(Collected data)

.....

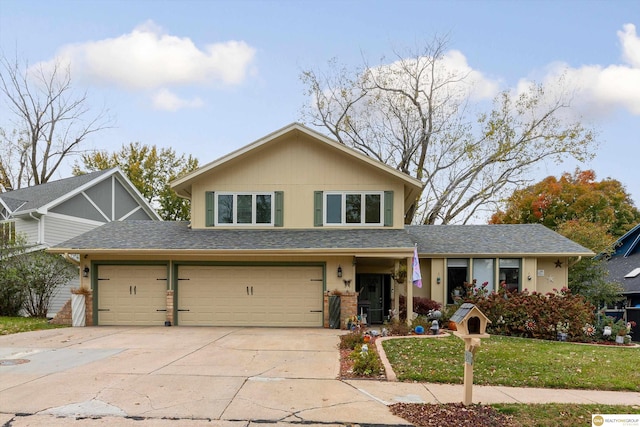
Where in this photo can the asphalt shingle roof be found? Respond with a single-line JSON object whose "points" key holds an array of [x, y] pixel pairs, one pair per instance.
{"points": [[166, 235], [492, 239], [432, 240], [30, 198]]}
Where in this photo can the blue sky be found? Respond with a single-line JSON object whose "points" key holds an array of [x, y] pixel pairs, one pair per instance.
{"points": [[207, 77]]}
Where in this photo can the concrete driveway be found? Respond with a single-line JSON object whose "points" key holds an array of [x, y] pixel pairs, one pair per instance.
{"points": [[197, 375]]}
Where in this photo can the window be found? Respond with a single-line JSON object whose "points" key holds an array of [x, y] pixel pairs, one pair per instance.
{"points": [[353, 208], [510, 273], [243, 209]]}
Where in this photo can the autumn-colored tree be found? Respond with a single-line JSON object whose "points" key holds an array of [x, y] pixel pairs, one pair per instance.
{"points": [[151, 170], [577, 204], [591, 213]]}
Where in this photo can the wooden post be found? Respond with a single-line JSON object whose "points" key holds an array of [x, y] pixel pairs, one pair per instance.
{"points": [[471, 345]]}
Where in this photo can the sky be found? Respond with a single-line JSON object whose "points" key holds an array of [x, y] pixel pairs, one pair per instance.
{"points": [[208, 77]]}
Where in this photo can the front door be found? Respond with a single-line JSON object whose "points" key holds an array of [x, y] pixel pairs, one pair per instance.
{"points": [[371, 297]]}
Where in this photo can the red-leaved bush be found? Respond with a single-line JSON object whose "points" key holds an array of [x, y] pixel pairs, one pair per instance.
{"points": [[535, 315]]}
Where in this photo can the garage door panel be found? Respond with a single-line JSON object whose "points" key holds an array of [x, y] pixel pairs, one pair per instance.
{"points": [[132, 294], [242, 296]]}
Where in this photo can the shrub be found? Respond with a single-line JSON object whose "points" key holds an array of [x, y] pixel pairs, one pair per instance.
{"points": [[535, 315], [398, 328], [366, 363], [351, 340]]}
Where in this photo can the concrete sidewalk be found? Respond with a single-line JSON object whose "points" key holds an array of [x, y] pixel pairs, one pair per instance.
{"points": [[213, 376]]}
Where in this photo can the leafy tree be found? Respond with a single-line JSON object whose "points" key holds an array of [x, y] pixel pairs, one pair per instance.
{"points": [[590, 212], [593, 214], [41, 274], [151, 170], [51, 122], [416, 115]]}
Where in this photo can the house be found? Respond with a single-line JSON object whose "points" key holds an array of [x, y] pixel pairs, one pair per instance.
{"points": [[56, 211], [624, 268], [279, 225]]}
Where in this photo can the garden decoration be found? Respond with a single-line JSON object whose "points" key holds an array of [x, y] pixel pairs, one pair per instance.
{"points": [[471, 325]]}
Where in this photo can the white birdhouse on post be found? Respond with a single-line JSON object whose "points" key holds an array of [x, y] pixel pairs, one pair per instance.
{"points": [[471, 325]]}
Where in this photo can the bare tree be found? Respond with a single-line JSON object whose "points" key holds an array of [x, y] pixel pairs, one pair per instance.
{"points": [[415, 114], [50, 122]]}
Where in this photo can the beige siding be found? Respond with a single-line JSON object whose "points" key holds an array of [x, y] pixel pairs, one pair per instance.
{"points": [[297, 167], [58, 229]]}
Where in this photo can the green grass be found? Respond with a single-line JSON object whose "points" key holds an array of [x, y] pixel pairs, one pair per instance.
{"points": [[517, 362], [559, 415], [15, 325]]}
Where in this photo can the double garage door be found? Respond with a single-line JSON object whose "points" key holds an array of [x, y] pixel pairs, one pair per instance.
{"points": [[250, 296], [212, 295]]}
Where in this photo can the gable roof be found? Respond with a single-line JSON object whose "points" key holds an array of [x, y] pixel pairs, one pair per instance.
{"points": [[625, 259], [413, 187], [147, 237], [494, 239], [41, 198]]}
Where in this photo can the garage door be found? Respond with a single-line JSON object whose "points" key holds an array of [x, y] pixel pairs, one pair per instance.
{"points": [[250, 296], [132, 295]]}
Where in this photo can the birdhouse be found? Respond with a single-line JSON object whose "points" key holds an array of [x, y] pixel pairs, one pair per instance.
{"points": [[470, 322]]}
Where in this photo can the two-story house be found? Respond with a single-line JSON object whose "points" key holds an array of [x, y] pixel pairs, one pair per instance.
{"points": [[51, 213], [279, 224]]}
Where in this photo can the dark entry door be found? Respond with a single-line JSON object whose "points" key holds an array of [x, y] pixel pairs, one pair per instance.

.....

--- TASK TO CARRY OUT ---
Reproduce the records, all of them, word for word; omit the pictures.

--- EXERCISE SOLUTION ---
Where in this photo can the asphalt shingle roof be found? Respond with a single-line JSON object whose "points" key holds an array of [x, y] pixel pairs, one pair per instance.
{"points": [[166, 235], [492, 239], [432, 240], [30, 198]]}
Where in this photo can the blue sky be found? Respond with a single-line JSON object whose "points" key holds an array of [x, y] pixel pairs, one pair per instance.
{"points": [[207, 77]]}
Where in this photo can the concrete driveway be found? Respond with a single-line JSON object whose "points" key holds an array of [x, y] pixel pairs, one pair per instance.
{"points": [[197, 375]]}
Where in this photo can the window be found? Respond with a single-line JSON object whose "points" key holds an array of [x, y] pixel pairs, one pair per instance.
{"points": [[353, 208], [510, 273], [243, 209]]}
Where in this photo can the autumn-colored tree be found? Respond with a single-line JSON object whose "points" key holds an array of [x, y] pixel pairs, one pair per instance.
{"points": [[151, 170], [577, 204], [591, 213]]}
Where in this photo can the wooden post be found? Respond with a single-line JSON object whose "points" key holds an array of [x, y] pixel pairs, one pair per instance.
{"points": [[471, 345]]}
Where in this photo can the sky be found? Respond with a single-line JSON object whose "points" key holds an array of [x, y] pixel pairs, one pair per instance.
{"points": [[208, 77]]}
Where in this photo can the front door be found? Respond with a single-line JSON object whose "points" key holds an array of [x, y] pixel pairs, one pair per instance.
{"points": [[371, 297]]}
Where in this photo can the red-leaved bush be found? Respond with a single-line JSON object whose "points" key holds an array of [x, y] pixel pairs, one pair per instance.
{"points": [[535, 315]]}
Where in this photo can the garage door panel be found? Respond with a single-line JSON object whose "points" key holds an array of [x, y] pixel pairs, one pair per instance.
{"points": [[132, 294], [242, 296]]}
Where in this photo can the shrub be found? Respond with a single-line JSON object whose "points" key holds an array of [x, y] pixel pairs, one pair per instance.
{"points": [[535, 315], [398, 328], [366, 363], [351, 340]]}
Where in this photo can the concrete sidewalk be found? Respond with a single-line JSON object whose "points" key holds an array of [x, y] pixel pairs, one pair per instance.
{"points": [[213, 376]]}
Where in this photo can the leafy tree be found? Respond with a single-line JSON object whose "points" key holds an array of [x, y] pixel pairs, one pair per instance.
{"points": [[590, 212], [593, 214], [41, 274], [151, 170], [51, 122], [416, 115]]}
Where in this photo can the house be found? Respond with a single-line JSON object whose "points" key holds an array of [x, y] pixel pairs, one pair per instance.
{"points": [[56, 211], [624, 268], [279, 225]]}
Where in this photo can the garden decoration be found? Respond with a single-line JSON object whose "points" key holds an array of [x, y] pixel pairs, one pair per instance.
{"points": [[471, 325]]}
Where in this photo can the white birdhouse on post be found? Respond with a single-line JSON object whose "points" key holds an array of [x, y] pixel pairs, one pair per instance.
{"points": [[471, 325]]}
Where in this photo can the bare tree be found? Respond with a single-line JSON object whose "points" key holds an array of [x, y] pixel pairs, one pair per instance.
{"points": [[415, 114], [50, 122]]}
Where in this photo can the beige siding be found? Respond with a single-line JSON object whose "points" key holds an array of [x, y] pixel pairs, one pair per instance.
{"points": [[297, 167], [58, 229]]}
Where in this photo can the green grass be found? Respond with a single-line JSON object whose "points" key holds an array of [x, y] pixel pairs, one pair per instance.
{"points": [[517, 362], [559, 415], [15, 325]]}
Where in this photo can the double garage door be found? Respond with a single-line JSON object whose "points" key holds an array of [x, y] pixel pairs, one pair per instance.
{"points": [[250, 296], [212, 295]]}
Where in this photo can the gable roof be found? Respond with a single-line JSON object whose "points" key holds an array of [x, y] pixel pairs, one pair per instance.
{"points": [[625, 259], [413, 187], [147, 237], [494, 239], [41, 198]]}
Where in this photo can the garage door be found? Respond with a single-line JSON object whose "points" key holds an array of [x, y] pixel pairs, one pair per instance.
{"points": [[250, 296], [132, 295]]}
Where in this photo can the birdhouse be found? Respond with a single-line JSON object whose "points" key holds an array of [x, y] pixel pairs, one pair per instance.
{"points": [[470, 322]]}
Where in this photo can the two-story house be found? Respond with a single-line JSON object whose "points" key holds an array of [x, y] pixel pairs, one pair per instance.
{"points": [[51, 213], [279, 224]]}
Where in this photo can the dark entry door be found? Respond with a single-line JSON object whose "points" key holds an array of [x, y] pixel pairs, one pair per instance.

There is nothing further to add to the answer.